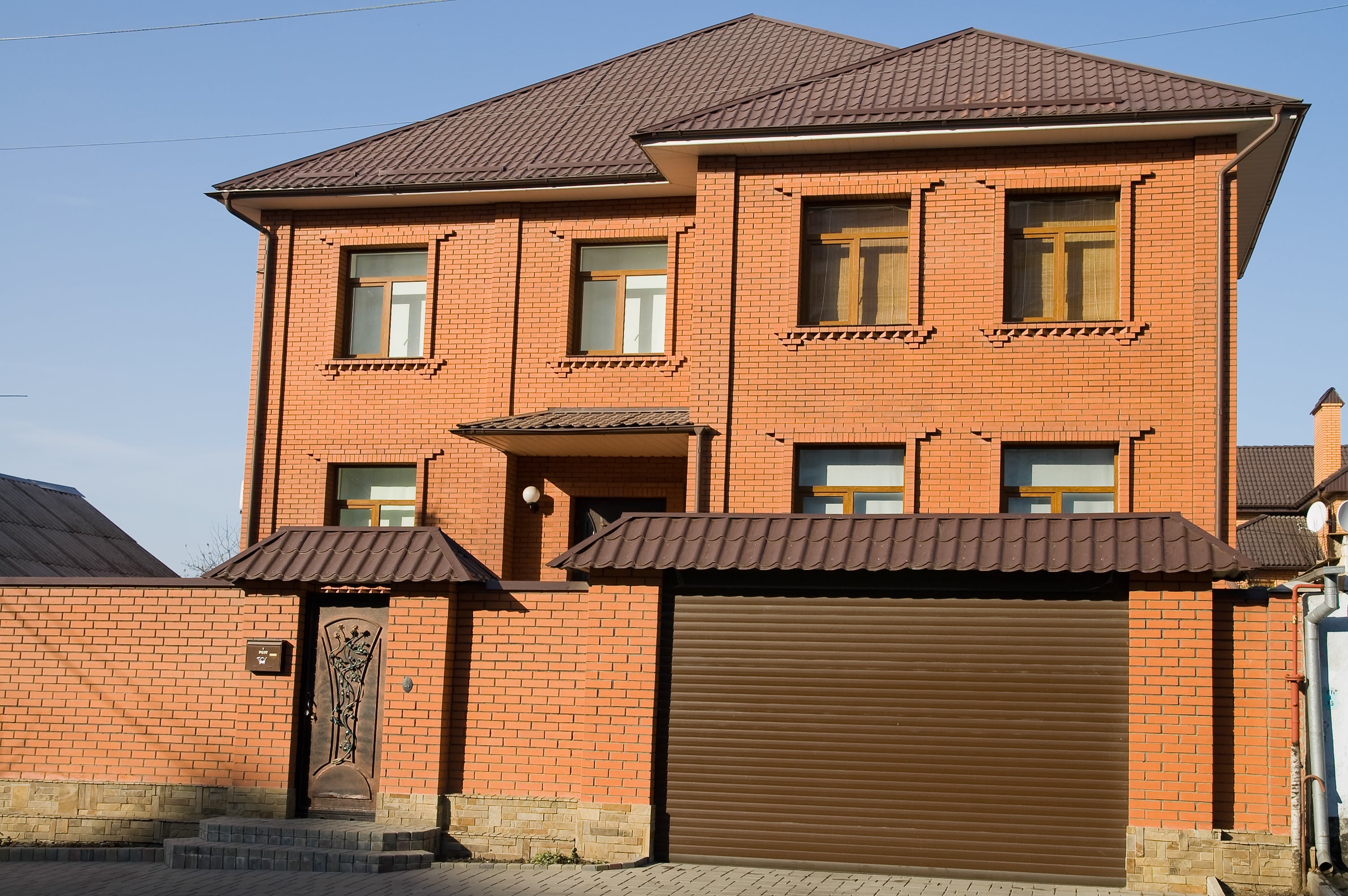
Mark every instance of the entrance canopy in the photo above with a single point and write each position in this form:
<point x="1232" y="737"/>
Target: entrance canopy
<point x="594" y="431"/>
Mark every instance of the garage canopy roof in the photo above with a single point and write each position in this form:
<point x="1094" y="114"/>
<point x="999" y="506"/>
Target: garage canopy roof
<point x="994" y="542"/>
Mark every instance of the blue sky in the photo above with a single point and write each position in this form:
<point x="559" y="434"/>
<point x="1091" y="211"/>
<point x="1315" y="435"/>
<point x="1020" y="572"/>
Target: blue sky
<point x="129" y="296"/>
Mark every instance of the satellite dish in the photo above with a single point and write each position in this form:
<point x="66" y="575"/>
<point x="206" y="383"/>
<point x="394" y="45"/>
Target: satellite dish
<point x="1318" y="517"/>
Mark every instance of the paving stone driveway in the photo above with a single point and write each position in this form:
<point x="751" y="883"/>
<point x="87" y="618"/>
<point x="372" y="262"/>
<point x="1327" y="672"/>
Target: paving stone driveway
<point x="146" y="879"/>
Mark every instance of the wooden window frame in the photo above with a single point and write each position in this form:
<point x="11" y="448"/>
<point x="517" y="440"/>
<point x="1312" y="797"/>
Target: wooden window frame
<point x="621" y="314"/>
<point x="352" y="282"/>
<point x="371" y="504"/>
<point x="1056" y="492"/>
<point x="846" y="492"/>
<point x="1060" y="255"/>
<point x="852" y="240"/>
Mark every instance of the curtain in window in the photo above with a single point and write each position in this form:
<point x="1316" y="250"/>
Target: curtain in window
<point x="885" y="281"/>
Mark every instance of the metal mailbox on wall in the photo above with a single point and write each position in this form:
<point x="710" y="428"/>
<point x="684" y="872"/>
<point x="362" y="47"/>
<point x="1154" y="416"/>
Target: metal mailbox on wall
<point x="266" y="655"/>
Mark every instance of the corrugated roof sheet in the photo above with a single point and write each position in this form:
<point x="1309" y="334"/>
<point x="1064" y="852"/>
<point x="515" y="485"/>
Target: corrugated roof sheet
<point x="351" y="556"/>
<point x="1276" y="478"/>
<point x="585" y="418"/>
<point x="1280" y="541"/>
<point x="577" y="125"/>
<point x="52" y="530"/>
<point x="1003" y="542"/>
<point x="970" y="76"/>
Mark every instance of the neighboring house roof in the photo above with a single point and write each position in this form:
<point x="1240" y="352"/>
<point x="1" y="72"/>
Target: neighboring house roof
<point x="348" y="556"/>
<point x="585" y="418"/>
<point x="1003" y="542"/>
<point x="1280" y="542"/>
<point x="1276" y="478"/>
<point x="52" y="530"/>
<point x="577" y="125"/>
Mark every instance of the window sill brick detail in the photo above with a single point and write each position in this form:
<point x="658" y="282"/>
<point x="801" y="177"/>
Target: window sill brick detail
<point x="1122" y="331"/>
<point x="666" y="364"/>
<point x="427" y="367"/>
<point x="912" y="335"/>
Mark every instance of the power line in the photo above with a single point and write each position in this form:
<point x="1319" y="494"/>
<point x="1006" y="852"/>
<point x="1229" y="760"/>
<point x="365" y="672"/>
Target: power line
<point x="207" y="25"/>
<point x="1207" y="27"/>
<point x="219" y="137"/>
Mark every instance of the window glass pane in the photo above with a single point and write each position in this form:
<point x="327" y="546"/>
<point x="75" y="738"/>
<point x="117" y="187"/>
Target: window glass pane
<point x="387" y="264"/>
<point x="1042" y="212"/>
<point x="821" y="504"/>
<point x="856" y="219"/>
<point x="644" y="314"/>
<point x="405" y="320"/>
<point x="877" y="503"/>
<point x="395" y="514"/>
<point x="375" y="483"/>
<point x="1092" y="277"/>
<point x="354" y="517"/>
<point x="1033" y="504"/>
<point x="1032" y="278"/>
<point x="885" y="281"/>
<point x="852" y="467"/>
<point x="599" y="314"/>
<point x="1060" y="467"/>
<point x="367" y="320"/>
<point x="646" y="256"/>
<point x="1087" y="503"/>
<point x="831" y="280"/>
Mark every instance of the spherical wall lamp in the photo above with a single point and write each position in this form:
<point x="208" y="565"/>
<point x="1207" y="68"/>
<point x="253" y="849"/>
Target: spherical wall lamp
<point x="531" y="498"/>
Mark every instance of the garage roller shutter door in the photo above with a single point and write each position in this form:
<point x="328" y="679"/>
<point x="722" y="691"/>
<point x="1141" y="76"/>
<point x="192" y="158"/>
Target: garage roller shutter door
<point x="976" y="735"/>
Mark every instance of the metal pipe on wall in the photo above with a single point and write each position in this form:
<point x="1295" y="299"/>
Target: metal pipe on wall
<point x="251" y="529"/>
<point x="1316" y="716"/>
<point x="1223" y="288"/>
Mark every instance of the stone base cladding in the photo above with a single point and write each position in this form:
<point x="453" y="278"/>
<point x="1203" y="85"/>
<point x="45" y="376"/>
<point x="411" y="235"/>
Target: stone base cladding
<point x="1181" y="862"/>
<point x="91" y="812"/>
<point x="519" y="828"/>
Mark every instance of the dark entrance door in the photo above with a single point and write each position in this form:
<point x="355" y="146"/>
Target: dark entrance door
<point x="594" y="514"/>
<point x="347" y="672"/>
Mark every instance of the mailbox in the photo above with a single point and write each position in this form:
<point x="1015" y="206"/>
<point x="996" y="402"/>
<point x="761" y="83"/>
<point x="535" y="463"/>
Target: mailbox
<point x="266" y="655"/>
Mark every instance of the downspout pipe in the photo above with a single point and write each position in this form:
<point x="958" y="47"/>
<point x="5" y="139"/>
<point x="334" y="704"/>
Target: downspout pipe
<point x="1223" y="290"/>
<point x="1316" y="715"/>
<point x="259" y="422"/>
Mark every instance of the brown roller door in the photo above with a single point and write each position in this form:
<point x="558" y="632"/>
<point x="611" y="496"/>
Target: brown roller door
<point x="983" y="736"/>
──────────────────────────────
**TASK TO CARRY OUT**
Restate the records word for word, omitting images.

**THE RESULT**
Mark every instance of the entrance canopy in the photo above with a single point and write each position in this form:
<point x="1232" y="737"/>
Target: entrance canopy
<point x="594" y="431"/>
Mark every instance of the garage canopy roof in the photo above with a single point and write each position in this form:
<point x="1094" y="114"/>
<point x="999" y="506"/>
Target: garage canopy roof
<point x="994" y="542"/>
Mark every instance of the blue sky in the photo above with a single point and write each position in this form:
<point x="559" y="434"/>
<point x="1091" y="211"/>
<point x="1315" y="435"/>
<point x="1020" y="572"/>
Target: blue sky
<point x="129" y="296"/>
Mark every instance of the satellite dish in the photo above with a single point and write each position in this form:
<point x="66" y="575"/>
<point x="206" y="383"/>
<point x="394" y="45"/>
Target: satellite dish
<point x="1318" y="517"/>
Mark every instance of the paving stone driveway in the photo above with a single point and write each position in this form:
<point x="751" y="883"/>
<point x="87" y="618"/>
<point x="372" y="262"/>
<point x="1327" y="672"/>
Target: paving stone driveway
<point x="146" y="879"/>
Mark every instance of the wooden window frame in the photo above with a single point and write each position in this form:
<point x="11" y="448"/>
<point x="517" y="440"/>
<point x="1312" y="797"/>
Target: wooden window frame
<point x="621" y="314"/>
<point x="352" y="282"/>
<point x="371" y="504"/>
<point x="1056" y="492"/>
<point x="846" y="492"/>
<point x="1060" y="255"/>
<point x="852" y="240"/>
Mark every instance of the curtain in window in the photo above with a single point and write each position in this form:
<point x="1316" y="250"/>
Target: curtain in window
<point x="885" y="281"/>
Mark every instance of the metal mailbox on wall in the photo above with a single point and write each position in this form:
<point x="710" y="428"/>
<point x="684" y="872"/>
<point x="362" y="47"/>
<point x="1154" y="416"/>
Target: metal mailbox on wall
<point x="266" y="655"/>
Mark every instance of the corrugated roof sheet in the photo above with a single point and write each position in this form:
<point x="1309" y="334"/>
<point x="1064" y="852"/>
<point x="515" y="485"/>
Target: corrugated roof sheet
<point x="351" y="556"/>
<point x="1276" y="478"/>
<point x="585" y="418"/>
<point x="1280" y="541"/>
<point x="577" y="125"/>
<point x="52" y="530"/>
<point x="1003" y="542"/>
<point x="970" y="76"/>
Mark every instance of the neighboring house roof in the photo above with a single point and write each position in this form:
<point x="1240" y="352"/>
<point x="1" y="72"/>
Target: neighboring house roof
<point x="348" y="556"/>
<point x="585" y="418"/>
<point x="1003" y="542"/>
<point x="1280" y="542"/>
<point x="1276" y="478"/>
<point x="52" y="530"/>
<point x="577" y="125"/>
Mark every instance of the window sill brick detail in the photo above with a single point and write each position in this form:
<point x="658" y="282"/>
<point x="801" y="177"/>
Target: window sill brick detail
<point x="1122" y="331"/>
<point x="666" y="364"/>
<point x="427" y="367"/>
<point x="912" y="335"/>
Mark every instance of the power line in the photo above with a single point and write each position in this form:
<point x="1319" y="494"/>
<point x="1006" y="852"/>
<point x="1229" y="760"/>
<point x="365" y="672"/>
Target: power line
<point x="207" y="25"/>
<point x="1207" y="27"/>
<point x="219" y="137"/>
Mark every instance of the window glass pane in the photo above with a single point and write each position in this form:
<point x="327" y="546"/>
<point x="75" y="738"/>
<point x="117" y="187"/>
Target: window glass pane
<point x="387" y="264"/>
<point x="1042" y="212"/>
<point x="821" y="504"/>
<point x="856" y="219"/>
<point x="644" y="314"/>
<point x="405" y="320"/>
<point x="877" y="503"/>
<point x="395" y="514"/>
<point x="375" y="483"/>
<point x="1092" y="277"/>
<point x="354" y="517"/>
<point x="1033" y="504"/>
<point x="1032" y="278"/>
<point x="885" y="281"/>
<point x="852" y="467"/>
<point x="599" y="314"/>
<point x="1060" y="467"/>
<point x="367" y="320"/>
<point x="646" y="256"/>
<point x="1087" y="503"/>
<point x="831" y="280"/>
Mark every instance of the spherical wall lamp in the photo above with a single point and write each position in this form:
<point x="208" y="565"/>
<point x="1207" y="68"/>
<point x="253" y="849"/>
Target: spherical wall lamp
<point x="531" y="498"/>
Mark every instance of the garage roller shutter door in the photo above with a single point and write each position in this form:
<point x="328" y="679"/>
<point x="722" y="691"/>
<point x="1141" y="76"/>
<point x="192" y="158"/>
Target: garage roller shutter door
<point x="976" y="735"/>
Mark every instance of the metal pipe on wall in the photo above with a single point and write each position in this form:
<point x="1295" y="299"/>
Target: metal pipe on wall
<point x="251" y="529"/>
<point x="1316" y="716"/>
<point x="1223" y="288"/>
Mark every instance of the stone base cladding in the photo above with a single point and write each position in this form:
<point x="453" y="278"/>
<point x="1203" y="85"/>
<point x="45" y="376"/>
<point x="411" y="235"/>
Target: stone base cladding
<point x="1181" y="862"/>
<point x="91" y="812"/>
<point x="519" y="828"/>
Mark every instance of the dark entrance door in the photo above with a single point and write each position in this form:
<point x="355" y="146"/>
Target: dark entrance door
<point x="594" y="514"/>
<point x="347" y="672"/>
Mark every instance of the mailbox in the photo above with a single point and write each position in this form:
<point x="1015" y="206"/>
<point x="996" y="402"/>
<point x="761" y="83"/>
<point x="535" y="463"/>
Target: mailbox
<point x="266" y="655"/>
Mark every instance of the downspout pipe in the photo above with a single point and write each position in this form:
<point x="958" y="47"/>
<point x="5" y="139"/>
<point x="334" y="704"/>
Target: downspout pipe
<point x="1223" y="290"/>
<point x="1316" y="715"/>
<point x="259" y="422"/>
Mark every instance of the brown roller door in the photo above with a single point and write each position in this form:
<point x="558" y="632"/>
<point x="611" y="496"/>
Target: brown roller door
<point x="983" y="736"/>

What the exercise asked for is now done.